SUPPLIED TEXT
Linux-EROFS Archive on lore.kernel.org
 help / color / Atom feed
From: Matthew Wilcox <willy@infradead.org>
To: Andreas Gruenbacher <agruenba@redhat.com>
Cc: cluster-devel@redhat.com, linux-ext4@vger.kernel.org,
	Joseph Qi <joseph.qi@linux.alibaba.com>,
	John Hubbard <jhubbard@nvidia.com>,
	linux-erofs@lists.ozlabs.org, linux-kernel@vger.kernel.org,
	Junxiao Bi <junxiao.bi@oracle.com>,
	linux-xfs <linux-xfs@vger.kernel.org>,
	William Kucharski <william.kucharski@oracle.com>,
	Christoph Hellwig <hch@lst.de>,
	linux-btrfs@vger.kernel.org, linux-fsdevel@vger.kernel.org,
	Andrew Morton <akpm@linux-foundation.org>,
	linux-f2fs-devel@lists.sourceforge.net,
	Linus Torvalds <torvalds@linux-foundation.org>,
	linux-mm@kvack.org, ocfs2-devel@oss.oracle.com
Subject: Re: [PATCH 2/2] gfs2: Rework read and page fault locking
Date: Fri, 19 Jun 2020 04:55:50 -0700
Message-ID: <20200619115550.GY8681@bombadil.infradead.org> (raw)
In-Reply-To: <20200619093916.1081129-3-agruenba@redhat.com>

On Fri, Jun 19, 2020 at 11:39:16AM +0200, Andreas Gruenbacher wrote:
>  static int gfs2_readpage(struct file *file, struct page *page)
>  {
> -	struct address_space *mapping = page->mapping;
> -	struct gfs2_inode *ip = GFS2_I(mapping->host);
> -	struct gfs2_holder gh;
>  	int error;
>  
> -	unlock_page(page);
> -	gfs2_holder_init(ip->i_gl, LM_ST_SHARED, 0, &gh);
> -	error = gfs2_glock_nq(&gh);
> -	if (unlikely(error))
> -		goto out;
> -	error = AOP_TRUNCATED_PAGE;
> -	lock_page(page);
> -	if (page->mapping == mapping && !PageUptodate(page))
> -		error = __gfs2_readpage(file, page);
> -	else
> -		unlock_page(page);
> -	gfs2_glock_dq(&gh);
> -out:
> -	gfs2_holder_uninit(&gh);
> -	if (error && error != AOP_TRUNCATED_PAGE)

DATA
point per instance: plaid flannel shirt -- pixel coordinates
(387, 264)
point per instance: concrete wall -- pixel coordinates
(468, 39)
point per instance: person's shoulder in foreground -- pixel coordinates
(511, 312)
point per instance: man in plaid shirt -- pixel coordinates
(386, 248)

TO DO
#1 Check three statements against the mailing-list message: (a) the message was addressed to Andreas Gruenbacher; (b) the message replies to a patch for btrfs; (c) the message is dated Friday, 19 June 2020. Answer yes or no to each and quote the words of the message that decide it.
#2 Please write out every line of the listing that follows the mailing-list message, unchanged.

SOLUTIONS
#1
(a) Yes: "To: Andreas Gruenbacher <agruenba@redhat.com>"
(b) No: "Subject: Re: [PATCH 2/2] gfs2: Rework read and page fault locking"
(c) Yes: "Date: Fri, 19 Jun 2020 04:55:50 -0700"

#2
point per instance: plaid flannel shirt -- pixel coordinates
(387, 264)
point per instance: concrete wall -- pixel coordinates
(468, 39)
point per instance: person's shoulder in foreground -- pixel coordinates
(511, 312)
point per instance: man in plaid shirt -- pixel coordinates
(386, 248)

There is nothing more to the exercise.